= OBJECTIVE =
Copy these lines word for word, starting at the line that contains "Hi there — if you don't mind, please find the scattered" and ending at the line that contains "0;219;12;226".

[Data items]
start

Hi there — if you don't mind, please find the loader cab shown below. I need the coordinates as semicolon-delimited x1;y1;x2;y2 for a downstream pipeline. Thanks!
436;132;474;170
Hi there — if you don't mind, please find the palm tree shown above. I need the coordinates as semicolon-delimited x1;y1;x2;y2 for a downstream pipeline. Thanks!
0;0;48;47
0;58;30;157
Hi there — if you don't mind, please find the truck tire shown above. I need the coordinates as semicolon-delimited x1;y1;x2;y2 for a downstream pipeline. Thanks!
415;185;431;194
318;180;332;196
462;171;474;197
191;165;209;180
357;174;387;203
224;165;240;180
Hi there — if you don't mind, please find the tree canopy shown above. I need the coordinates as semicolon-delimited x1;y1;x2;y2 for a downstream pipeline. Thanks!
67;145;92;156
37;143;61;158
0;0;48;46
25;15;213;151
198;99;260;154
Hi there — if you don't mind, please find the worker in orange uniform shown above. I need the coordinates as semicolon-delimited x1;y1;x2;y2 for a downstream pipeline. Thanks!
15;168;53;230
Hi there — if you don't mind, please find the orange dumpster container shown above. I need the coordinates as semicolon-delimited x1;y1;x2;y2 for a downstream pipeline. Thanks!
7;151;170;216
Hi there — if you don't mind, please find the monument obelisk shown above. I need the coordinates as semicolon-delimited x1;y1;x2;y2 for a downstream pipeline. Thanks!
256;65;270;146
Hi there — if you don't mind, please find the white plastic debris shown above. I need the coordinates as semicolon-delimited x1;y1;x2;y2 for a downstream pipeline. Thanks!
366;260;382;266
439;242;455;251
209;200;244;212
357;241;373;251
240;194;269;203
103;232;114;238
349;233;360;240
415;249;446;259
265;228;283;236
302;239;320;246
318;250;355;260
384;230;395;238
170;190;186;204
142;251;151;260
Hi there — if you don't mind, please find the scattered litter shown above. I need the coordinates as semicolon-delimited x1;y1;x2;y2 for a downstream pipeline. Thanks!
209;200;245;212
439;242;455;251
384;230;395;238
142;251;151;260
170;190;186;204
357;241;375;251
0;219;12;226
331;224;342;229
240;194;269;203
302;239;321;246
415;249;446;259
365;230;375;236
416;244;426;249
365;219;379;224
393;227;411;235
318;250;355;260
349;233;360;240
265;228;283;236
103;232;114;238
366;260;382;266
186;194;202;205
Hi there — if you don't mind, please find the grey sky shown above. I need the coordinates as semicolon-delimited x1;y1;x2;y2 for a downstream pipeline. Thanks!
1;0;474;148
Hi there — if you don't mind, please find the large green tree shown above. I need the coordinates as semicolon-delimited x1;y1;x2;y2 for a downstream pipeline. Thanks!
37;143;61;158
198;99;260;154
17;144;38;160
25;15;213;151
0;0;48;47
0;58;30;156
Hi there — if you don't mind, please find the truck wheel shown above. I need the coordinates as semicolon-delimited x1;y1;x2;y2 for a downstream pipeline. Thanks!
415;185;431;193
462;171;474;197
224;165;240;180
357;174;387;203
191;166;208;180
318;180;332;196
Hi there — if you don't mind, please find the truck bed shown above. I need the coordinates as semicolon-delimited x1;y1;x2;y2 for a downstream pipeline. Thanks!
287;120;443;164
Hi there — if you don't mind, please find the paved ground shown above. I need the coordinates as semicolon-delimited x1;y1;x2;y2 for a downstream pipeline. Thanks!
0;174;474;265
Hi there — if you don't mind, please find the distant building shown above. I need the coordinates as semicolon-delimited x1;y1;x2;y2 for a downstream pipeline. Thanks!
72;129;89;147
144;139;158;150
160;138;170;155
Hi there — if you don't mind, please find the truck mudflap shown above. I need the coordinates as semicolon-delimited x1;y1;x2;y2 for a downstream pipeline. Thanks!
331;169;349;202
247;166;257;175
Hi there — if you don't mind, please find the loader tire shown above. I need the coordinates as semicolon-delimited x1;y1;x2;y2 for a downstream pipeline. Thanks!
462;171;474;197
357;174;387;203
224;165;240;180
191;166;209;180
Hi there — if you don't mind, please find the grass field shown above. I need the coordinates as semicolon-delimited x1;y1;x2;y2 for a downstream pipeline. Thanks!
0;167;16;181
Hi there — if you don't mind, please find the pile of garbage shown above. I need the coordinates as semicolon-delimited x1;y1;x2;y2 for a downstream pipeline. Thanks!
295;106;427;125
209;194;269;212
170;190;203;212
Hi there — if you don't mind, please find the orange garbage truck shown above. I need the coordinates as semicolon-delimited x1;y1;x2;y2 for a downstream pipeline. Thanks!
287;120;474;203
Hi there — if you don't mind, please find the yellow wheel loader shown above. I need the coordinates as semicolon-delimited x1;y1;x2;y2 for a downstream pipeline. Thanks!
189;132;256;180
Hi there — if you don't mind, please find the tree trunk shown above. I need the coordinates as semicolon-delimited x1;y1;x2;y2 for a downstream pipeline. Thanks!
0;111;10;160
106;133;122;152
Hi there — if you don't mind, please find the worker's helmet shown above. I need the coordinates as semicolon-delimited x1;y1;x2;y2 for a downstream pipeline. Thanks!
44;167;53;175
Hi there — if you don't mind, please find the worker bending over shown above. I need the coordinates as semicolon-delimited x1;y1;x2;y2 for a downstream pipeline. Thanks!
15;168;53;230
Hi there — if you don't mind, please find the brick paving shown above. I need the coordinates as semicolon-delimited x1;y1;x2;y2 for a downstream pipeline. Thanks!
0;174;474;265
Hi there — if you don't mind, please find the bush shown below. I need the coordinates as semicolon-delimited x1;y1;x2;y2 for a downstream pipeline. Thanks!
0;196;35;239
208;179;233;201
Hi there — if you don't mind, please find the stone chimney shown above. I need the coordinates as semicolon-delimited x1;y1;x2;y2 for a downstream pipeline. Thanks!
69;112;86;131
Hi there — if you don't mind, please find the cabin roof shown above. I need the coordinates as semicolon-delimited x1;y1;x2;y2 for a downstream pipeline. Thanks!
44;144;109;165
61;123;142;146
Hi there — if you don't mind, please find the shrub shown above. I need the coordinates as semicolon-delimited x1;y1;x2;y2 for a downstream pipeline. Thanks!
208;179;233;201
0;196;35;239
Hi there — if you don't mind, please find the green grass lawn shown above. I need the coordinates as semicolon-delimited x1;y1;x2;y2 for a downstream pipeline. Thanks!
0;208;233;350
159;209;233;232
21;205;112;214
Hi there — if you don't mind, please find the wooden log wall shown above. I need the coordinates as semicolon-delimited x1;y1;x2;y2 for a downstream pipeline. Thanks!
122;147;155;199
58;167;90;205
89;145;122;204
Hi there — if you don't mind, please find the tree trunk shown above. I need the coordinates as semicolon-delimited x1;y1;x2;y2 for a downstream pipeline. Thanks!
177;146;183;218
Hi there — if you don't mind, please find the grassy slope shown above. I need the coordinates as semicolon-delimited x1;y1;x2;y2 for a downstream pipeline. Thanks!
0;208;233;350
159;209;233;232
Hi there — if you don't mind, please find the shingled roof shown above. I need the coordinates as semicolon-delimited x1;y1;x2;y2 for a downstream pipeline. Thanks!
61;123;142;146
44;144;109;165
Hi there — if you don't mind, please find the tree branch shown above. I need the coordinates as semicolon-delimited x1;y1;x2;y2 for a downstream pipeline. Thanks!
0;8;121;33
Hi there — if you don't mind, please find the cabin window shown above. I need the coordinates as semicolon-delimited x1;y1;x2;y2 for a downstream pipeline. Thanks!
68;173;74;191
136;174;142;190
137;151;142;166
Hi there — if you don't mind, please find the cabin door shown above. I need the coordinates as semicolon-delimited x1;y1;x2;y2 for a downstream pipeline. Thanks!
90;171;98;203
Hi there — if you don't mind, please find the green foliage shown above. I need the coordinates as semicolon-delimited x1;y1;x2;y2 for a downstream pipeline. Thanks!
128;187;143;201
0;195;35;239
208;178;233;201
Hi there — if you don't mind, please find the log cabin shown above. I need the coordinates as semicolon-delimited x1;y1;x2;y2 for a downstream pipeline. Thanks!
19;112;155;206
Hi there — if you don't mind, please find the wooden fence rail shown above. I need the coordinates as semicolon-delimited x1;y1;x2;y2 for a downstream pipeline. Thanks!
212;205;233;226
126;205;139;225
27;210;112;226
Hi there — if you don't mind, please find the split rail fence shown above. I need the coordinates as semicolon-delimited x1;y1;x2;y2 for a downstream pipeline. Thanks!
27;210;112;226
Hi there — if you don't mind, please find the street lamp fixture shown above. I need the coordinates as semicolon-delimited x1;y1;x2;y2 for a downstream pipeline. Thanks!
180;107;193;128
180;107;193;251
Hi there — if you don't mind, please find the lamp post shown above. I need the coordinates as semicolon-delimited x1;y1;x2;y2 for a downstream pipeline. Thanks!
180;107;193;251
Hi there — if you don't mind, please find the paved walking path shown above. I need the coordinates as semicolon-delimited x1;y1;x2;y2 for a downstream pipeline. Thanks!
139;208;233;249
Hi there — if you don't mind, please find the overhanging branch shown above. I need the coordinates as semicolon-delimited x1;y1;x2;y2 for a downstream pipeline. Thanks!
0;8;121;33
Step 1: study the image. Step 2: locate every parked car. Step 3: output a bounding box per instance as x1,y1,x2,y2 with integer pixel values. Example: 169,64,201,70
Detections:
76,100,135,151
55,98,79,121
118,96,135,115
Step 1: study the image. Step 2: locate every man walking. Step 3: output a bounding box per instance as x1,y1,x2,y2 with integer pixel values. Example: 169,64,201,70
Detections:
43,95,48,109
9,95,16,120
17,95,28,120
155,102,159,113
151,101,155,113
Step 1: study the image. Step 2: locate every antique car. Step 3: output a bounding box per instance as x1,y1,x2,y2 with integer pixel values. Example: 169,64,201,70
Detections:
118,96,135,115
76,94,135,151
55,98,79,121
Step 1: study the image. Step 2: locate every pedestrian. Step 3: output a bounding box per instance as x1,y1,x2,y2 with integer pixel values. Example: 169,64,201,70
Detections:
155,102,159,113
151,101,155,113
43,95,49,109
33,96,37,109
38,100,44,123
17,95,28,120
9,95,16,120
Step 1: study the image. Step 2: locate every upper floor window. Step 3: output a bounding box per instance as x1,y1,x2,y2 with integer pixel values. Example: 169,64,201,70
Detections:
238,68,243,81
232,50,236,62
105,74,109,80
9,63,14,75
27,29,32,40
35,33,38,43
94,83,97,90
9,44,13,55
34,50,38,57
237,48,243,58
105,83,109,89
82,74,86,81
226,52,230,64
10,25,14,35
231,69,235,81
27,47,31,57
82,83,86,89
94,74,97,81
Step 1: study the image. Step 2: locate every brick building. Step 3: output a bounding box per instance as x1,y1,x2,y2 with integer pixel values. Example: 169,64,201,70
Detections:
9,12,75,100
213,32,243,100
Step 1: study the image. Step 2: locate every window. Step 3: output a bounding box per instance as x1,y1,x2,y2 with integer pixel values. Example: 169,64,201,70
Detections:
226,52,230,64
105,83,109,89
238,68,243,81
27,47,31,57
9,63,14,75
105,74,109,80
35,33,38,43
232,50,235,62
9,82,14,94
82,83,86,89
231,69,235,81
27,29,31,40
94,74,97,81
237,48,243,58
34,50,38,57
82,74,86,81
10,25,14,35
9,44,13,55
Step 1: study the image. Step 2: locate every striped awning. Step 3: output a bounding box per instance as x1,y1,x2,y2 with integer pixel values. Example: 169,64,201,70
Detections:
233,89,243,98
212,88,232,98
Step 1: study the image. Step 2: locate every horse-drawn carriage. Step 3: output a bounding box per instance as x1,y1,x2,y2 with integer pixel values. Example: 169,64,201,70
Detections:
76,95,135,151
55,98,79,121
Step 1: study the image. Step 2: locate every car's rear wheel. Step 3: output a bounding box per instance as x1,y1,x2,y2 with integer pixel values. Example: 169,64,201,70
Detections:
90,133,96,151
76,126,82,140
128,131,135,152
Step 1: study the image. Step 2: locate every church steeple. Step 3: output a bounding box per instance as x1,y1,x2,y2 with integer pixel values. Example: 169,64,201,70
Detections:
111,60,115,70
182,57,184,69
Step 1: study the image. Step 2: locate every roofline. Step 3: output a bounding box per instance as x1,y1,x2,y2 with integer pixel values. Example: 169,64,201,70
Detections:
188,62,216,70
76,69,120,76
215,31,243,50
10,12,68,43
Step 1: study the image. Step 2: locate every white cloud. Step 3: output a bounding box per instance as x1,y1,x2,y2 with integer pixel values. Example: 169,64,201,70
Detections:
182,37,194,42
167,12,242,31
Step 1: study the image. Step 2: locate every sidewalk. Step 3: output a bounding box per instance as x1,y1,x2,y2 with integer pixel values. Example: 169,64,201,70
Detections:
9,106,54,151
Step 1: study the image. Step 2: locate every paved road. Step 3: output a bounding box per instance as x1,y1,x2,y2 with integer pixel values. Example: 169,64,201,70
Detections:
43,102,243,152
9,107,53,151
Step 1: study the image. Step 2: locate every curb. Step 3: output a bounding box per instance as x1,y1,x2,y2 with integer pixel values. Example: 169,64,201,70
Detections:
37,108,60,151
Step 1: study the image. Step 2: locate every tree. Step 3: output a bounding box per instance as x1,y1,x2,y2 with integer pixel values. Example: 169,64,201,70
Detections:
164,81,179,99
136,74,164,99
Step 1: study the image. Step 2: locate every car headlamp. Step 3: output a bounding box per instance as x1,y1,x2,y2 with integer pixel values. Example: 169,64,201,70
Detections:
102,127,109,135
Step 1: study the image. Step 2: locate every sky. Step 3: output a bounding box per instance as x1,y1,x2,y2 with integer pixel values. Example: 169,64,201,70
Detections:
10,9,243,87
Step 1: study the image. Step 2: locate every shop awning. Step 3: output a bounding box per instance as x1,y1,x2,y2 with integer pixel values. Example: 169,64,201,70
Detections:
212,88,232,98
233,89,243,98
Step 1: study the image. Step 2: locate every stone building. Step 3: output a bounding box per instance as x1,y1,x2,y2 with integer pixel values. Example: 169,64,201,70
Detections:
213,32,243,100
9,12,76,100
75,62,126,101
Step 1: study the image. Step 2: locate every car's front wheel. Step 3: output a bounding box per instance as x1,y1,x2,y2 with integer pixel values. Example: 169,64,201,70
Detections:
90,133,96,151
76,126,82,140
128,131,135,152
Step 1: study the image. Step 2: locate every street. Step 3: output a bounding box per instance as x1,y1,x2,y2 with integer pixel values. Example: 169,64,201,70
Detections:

end

= TASK RESULT =
Hi there — if you don't mind, please find the scattered litter shown above. I need the coordinates as semicolon-delimited x1;y1;x2;y2 for a downstream pipeline. Thanks!
209;200;245;212
439;242;455;251
384;230;395;238
142;251;151;260
170;190;186;204
357;241;375;251
0;219;12;226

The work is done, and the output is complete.